------ AUFLISTUNG ZUR AUFGABE ------
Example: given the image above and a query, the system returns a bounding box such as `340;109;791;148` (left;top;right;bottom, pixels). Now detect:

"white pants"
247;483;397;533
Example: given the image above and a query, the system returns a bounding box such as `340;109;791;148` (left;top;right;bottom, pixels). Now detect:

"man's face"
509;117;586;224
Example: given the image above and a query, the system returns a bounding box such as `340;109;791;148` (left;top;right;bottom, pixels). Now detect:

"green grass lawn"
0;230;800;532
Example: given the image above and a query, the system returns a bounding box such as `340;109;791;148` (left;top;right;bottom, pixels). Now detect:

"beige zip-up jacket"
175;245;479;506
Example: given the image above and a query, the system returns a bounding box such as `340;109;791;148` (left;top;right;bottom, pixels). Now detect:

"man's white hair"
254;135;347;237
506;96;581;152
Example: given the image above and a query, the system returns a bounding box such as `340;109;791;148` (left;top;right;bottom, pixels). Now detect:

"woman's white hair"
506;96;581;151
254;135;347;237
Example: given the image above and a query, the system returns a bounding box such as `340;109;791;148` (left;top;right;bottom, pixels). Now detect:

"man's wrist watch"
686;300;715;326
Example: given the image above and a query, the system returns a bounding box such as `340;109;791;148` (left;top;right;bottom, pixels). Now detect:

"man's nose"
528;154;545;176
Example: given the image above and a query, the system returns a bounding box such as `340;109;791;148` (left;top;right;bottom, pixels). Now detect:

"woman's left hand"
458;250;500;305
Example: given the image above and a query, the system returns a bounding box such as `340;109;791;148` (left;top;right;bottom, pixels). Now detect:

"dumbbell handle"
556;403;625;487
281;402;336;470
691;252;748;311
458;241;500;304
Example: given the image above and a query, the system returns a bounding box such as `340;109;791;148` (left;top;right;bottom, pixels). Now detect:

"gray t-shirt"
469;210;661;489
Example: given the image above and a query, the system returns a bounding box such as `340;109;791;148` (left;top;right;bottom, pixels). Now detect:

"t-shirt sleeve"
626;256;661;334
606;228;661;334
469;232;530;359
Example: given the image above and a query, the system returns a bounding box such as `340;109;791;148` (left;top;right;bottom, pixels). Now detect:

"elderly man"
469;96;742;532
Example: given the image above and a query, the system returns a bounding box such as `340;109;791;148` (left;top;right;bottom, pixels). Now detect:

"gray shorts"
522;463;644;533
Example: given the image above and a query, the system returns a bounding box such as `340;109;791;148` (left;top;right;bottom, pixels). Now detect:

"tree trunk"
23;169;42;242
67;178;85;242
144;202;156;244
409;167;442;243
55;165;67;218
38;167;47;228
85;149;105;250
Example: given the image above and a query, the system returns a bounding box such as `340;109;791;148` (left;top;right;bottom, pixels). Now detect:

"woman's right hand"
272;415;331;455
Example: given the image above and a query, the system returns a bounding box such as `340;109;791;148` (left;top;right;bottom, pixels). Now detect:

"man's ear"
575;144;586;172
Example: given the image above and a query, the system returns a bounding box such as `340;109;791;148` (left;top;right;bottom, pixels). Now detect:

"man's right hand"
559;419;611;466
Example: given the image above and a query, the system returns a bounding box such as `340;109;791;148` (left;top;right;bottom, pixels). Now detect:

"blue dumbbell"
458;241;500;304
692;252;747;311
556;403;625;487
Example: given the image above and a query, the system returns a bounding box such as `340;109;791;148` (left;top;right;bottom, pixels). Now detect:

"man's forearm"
------
Wandle die gesamte Auflistung oben in eine Markdown-Tabelle mit den Spalten „Nr.“ und „Text“ um, eine fortlaufend nummerierte Tabellenzeile pro Zeile. Lass Leerzeilen weg.

| Nr. | Text |
|---|---|
| 1 | Example: given the image above and a query, the system returns a bounding box such as `340;109;791;148` (left;top;right;bottom, pixels). Now detect: |
| 2 | "white pants" |
| 3 | 247;483;397;533 |
| 4 | Example: given the image above and a query, the system returns a bounding box such as `340;109;791;148` (left;top;right;bottom, pixels). Now detect: |
| 5 | "man's face" |
| 6 | 509;117;586;224 |
| 7 | Example: given the image above and a query, the system returns a bounding box such as `340;109;791;148` (left;top;right;bottom, pixels). Now detect: |
| 8 | "green grass lawn" |
| 9 | 0;230;800;532 |
| 10 | Example: given the image above and a query, the system returns a bounding box such as `340;109;791;148` (left;top;right;bottom, pixels). Now detect: |
| 11 | "beige zip-up jacket" |
| 12 | 175;245;479;506 |
| 13 | Example: given the image above and a query, the system returns a bounding box such as `340;109;791;148` (left;top;right;bottom, pixels). Now detect: |
| 14 | "man's white hair" |
| 15 | 254;135;347;237 |
| 16 | 506;96;581;152 |
| 17 | Example: given the image above and a query, the system returns a bounding box such as `340;109;791;148` (left;top;right;bottom, pixels). Now detect: |
| 18 | "woman's white hair" |
| 19 | 506;96;581;151 |
| 20 | 254;135;347;237 |
| 21 | Example: given the image above and a query, the system returns a bounding box such as `340;109;791;148` (left;top;right;bottom, pixels). Now detect: |
| 22 | "man's wrist watch" |
| 23 | 686;300;715;326 |
| 24 | Example: given the image above and a query, the system returns a bounding box such as `340;109;791;148` (left;top;right;bottom, pixels). Now detect: |
| 25 | "man's nose" |
| 26 | 528;154;545;176 |
| 27 | Example: given the image above and a query, the system returns a bounding box such as `340;109;791;148` (left;top;right;bottom, pixels). Now detect: |
| 28 | "woman's left hand" |
| 29 | 458;250;500;305 |
| 30 | Example: given the image above and a query, the system returns a bounding box such as `340;109;791;148` (left;top;right;bottom, pixels). Now detect: |
| 31 | "dumbbell handle" |
| 32 | 556;403;625;487 |
| 33 | 281;402;336;470 |
| 34 | 691;252;748;311 |
| 35 | 458;241;500;304 |
| 36 | Example: given the image above and a query, the system returns a bounding box such as `340;109;791;148` (left;top;right;bottom, pixels). Now detect: |
| 37 | "gray t-shirt" |
| 38 | 469;210;661;489 |
| 39 | Example: given the image above and a query, the system returns a bounding box such as `340;109;791;148` (left;top;right;bottom, pixels). Now detect: |
| 40 | "t-shirt sleeve" |
| 41 | 626;256;661;334 |
| 42 | 606;228;661;334 |
| 43 | 469;232;530;359 |
| 44 | Example: given the image above and a query, the system returns a bounding box such as `340;109;791;148` (left;top;right;bottom, pixels). Now detect: |
| 45 | "elderly man" |
| 46 | 469;96;742;532 |
| 47 | Example: given the image above and a query, the system returns a bounding box such as `340;109;791;148` (left;top;right;bottom, pixels). Now detect: |
| 48 | "gray shorts" |
| 49 | 522;463;644;533 |
| 50 | Example: given the image above and a query, the system returns a bounding box such as `340;109;791;148` (left;top;right;bottom, pixels). Now detect: |
| 51 | "tree trunk" |
| 52 | 23;169;42;242 |
| 53 | 67;178;85;242 |
| 54 | 144;202;156;244 |
| 55 | 409;167;442;243 |
| 56 | 55;165;67;218 |
| 57 | 38;167;47;228 |
| 58 | 85;149;105;250 |
| 59 | Example: given the image above and a query, the system returns a bounding box such as `340;109;791;148` (left;top;right;bottom, pixels). Now detect: |
| 60 | "woman's right hand" |
| 61 | 272;415;331;455 |
| 62 | Example: given the image above and a query, the system returns a bounding box such as `340;109;791;148` (left;top;right;bottom, pixels). Now detect: |
| 63 | "man's ear" |
| 64 | 575;144;586;172 |
| 65 | Example: given the image above and a query, the system returns a bounding box such as `340;109;791;148` (left;top;right;bottom, pixels). Now detect: |
| 66 | "man's right hand" |
| 67 | 559;419;611;466 |
| 68 | Example: given the image above and a query, the system returns a bounding box such as `340;109;791;148` (left;top;right;bottom, pixels). Now detect: |
| 69 | "blue dumbbell" |
| 70 | 458;241;500;304 |
| 71 | 692;252;747;311 |
| 72 | 556;403;625;487 |
| 73 | Example: given the image above and a query, the system returns a bounding box such as `340;109;791;148` (left;top;right;bottom, pixels). Now detect: |
| 74 | "man's forearm" |